[RECORDS FOR THIS EXERCISE]:
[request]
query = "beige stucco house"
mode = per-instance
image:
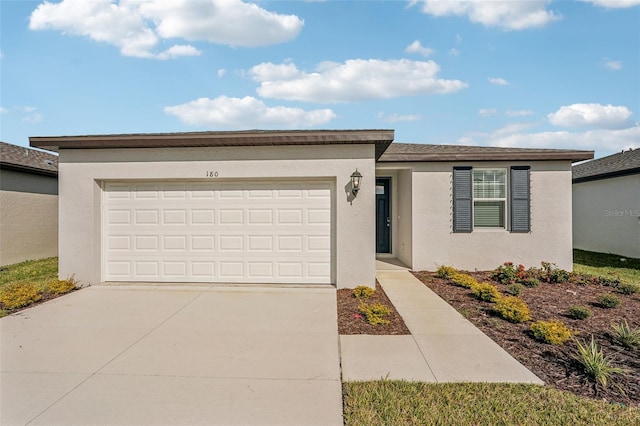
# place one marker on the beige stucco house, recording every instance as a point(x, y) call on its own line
point(281, 206)
point(606, 204)
point(28, 204)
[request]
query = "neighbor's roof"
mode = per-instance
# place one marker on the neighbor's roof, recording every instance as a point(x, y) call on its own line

[TASK TO COMPLETE]: Give back the listing exactly, with the pictures removed.

[RESPONSE]:
[request]
query = "beige stucco house"
mode = per-instance
image:
# place one marker on the beige stucco house, recording every instance as a point(x, y) call on its own line
point(281, 206)
point(606, 204)
point(28, 204)
[request]
query = "neighbor's roof"
mode = per-instance
# place one marker on the neighbor's roof, recording every instance as a point(x, y) call on its own line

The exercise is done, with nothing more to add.